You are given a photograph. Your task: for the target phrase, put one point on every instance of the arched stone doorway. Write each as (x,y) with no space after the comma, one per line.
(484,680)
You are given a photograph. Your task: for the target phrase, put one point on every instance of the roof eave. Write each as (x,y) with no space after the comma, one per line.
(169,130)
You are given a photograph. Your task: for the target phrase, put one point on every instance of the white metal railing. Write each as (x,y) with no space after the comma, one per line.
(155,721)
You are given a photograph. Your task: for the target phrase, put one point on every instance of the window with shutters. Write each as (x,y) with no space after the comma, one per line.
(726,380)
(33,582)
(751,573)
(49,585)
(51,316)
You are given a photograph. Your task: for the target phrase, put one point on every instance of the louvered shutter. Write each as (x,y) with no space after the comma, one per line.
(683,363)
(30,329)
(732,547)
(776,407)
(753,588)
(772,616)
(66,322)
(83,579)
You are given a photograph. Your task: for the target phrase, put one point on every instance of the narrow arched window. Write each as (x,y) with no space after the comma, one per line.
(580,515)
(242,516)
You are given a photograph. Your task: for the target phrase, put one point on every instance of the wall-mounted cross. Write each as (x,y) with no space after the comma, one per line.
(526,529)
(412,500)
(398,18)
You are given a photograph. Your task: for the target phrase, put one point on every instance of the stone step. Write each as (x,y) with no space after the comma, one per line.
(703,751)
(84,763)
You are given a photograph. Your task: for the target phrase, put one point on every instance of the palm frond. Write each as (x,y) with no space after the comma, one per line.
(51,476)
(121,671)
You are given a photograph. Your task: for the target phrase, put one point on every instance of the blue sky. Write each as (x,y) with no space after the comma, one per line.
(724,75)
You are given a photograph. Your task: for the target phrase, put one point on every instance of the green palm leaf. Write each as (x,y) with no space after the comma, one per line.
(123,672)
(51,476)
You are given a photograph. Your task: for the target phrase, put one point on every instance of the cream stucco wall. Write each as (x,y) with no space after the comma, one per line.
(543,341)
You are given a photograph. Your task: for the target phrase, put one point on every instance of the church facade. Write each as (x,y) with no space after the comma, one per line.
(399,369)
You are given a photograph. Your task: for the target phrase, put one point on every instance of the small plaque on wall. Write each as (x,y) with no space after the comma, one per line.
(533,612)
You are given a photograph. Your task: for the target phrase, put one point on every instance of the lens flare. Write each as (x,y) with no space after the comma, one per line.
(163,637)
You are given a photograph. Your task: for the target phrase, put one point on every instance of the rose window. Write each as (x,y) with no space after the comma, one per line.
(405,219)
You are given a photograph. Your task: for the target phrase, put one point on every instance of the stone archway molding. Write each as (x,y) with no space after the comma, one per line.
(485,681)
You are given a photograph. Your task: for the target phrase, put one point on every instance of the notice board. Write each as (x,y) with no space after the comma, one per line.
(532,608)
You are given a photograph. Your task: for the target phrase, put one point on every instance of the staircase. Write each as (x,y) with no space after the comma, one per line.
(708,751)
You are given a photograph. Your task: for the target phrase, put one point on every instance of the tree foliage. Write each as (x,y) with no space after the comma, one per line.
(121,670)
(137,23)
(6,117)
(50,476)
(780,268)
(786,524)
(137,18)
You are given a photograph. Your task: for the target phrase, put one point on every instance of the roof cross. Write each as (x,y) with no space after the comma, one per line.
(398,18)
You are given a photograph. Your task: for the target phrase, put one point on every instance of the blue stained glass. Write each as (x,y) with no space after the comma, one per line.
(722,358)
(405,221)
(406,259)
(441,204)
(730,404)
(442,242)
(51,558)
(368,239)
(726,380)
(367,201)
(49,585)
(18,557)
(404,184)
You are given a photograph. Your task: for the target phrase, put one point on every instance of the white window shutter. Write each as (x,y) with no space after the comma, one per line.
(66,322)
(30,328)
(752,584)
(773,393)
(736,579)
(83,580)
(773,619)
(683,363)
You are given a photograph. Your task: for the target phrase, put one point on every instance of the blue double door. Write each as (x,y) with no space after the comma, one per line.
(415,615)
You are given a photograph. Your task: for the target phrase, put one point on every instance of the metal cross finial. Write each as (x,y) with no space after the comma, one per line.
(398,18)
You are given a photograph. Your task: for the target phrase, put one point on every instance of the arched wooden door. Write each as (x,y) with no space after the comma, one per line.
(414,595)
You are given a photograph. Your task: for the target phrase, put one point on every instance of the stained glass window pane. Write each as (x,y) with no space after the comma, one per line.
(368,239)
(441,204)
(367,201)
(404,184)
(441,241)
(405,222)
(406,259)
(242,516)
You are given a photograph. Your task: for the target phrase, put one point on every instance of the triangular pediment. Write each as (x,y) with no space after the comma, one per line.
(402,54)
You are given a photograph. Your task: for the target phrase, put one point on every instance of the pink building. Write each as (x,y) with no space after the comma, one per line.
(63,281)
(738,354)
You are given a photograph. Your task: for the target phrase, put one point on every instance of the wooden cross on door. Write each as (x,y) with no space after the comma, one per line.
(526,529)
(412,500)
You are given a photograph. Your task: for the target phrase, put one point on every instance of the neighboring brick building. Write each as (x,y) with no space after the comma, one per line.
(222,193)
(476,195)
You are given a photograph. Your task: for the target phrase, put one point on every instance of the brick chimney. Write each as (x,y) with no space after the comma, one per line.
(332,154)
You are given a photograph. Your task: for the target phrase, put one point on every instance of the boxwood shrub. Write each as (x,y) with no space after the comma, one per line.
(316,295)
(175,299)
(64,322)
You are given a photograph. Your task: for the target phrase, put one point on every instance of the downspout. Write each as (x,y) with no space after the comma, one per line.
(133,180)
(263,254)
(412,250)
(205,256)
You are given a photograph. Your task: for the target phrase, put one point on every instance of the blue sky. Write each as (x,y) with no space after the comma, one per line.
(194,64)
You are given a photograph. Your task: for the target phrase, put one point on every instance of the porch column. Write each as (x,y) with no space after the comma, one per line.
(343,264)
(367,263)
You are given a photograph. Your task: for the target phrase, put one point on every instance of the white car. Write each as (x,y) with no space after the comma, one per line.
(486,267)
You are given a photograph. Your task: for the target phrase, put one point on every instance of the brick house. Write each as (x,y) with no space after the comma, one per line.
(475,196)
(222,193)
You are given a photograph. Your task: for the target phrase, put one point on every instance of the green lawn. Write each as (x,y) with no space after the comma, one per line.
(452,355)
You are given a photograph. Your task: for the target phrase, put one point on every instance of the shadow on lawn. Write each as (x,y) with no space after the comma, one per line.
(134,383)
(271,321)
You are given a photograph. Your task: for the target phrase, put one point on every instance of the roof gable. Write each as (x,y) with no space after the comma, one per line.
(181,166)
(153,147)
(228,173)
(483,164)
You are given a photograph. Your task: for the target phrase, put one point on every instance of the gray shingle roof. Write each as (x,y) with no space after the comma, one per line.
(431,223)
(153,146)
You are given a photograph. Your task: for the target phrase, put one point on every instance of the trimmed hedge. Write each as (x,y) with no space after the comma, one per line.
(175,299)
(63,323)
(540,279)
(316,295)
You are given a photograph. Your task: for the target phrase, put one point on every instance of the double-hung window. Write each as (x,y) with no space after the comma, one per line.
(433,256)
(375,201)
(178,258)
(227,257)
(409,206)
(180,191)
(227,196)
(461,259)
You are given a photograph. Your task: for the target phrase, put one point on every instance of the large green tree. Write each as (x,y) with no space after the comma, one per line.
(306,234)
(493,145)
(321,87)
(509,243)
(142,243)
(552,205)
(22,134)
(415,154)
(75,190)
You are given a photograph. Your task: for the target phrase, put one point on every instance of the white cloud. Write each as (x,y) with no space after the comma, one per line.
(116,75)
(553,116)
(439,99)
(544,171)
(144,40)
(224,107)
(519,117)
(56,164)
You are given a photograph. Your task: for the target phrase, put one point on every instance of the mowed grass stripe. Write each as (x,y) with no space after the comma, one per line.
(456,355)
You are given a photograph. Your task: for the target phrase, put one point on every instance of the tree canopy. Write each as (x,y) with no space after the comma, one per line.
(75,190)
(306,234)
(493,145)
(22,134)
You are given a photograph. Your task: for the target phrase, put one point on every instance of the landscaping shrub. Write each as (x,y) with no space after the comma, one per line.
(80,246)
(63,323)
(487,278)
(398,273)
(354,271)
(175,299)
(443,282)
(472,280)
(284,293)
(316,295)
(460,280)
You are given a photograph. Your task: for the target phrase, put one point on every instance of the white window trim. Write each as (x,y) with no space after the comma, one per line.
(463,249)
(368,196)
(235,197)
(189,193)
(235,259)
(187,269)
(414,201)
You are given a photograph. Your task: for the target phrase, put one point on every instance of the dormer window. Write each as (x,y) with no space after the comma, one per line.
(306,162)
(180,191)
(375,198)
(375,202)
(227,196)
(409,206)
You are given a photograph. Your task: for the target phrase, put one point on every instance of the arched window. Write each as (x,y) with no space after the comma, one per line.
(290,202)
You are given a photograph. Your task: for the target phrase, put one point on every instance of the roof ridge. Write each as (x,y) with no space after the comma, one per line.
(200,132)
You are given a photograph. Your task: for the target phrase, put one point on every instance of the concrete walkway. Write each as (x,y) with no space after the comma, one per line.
....
→ WORK TASK: Retype, exactly as shown, the lines from the one with "of the dormer" through the end of the records.

→ EXERCISE OUTPUT:
You are given a photograph. Your task: for the target phrase, put one point on every instance of the dormer window. Write each as (x,y) with no space after the comma, one per line.
(306,162)
(180,191)
(375,198)
(375,202)
(227,196)
(409,206)
You are given a photograph. Your task: for the target phrase, put one point on every instance of the arched window. Write each as (x,y) with no space after the comma, one per line.
(290,202)
You are given a photograph. Your task: for the target phrase, put one point on every instance of the roof ridge. Write each as (x,y) with no space after the comma, one per line.
(200,132)
You are given a photograph. Your task: for the target phrase, put one point on every instance of the concrete walkway. Write each as (x,y) with no space after the comma, one per line.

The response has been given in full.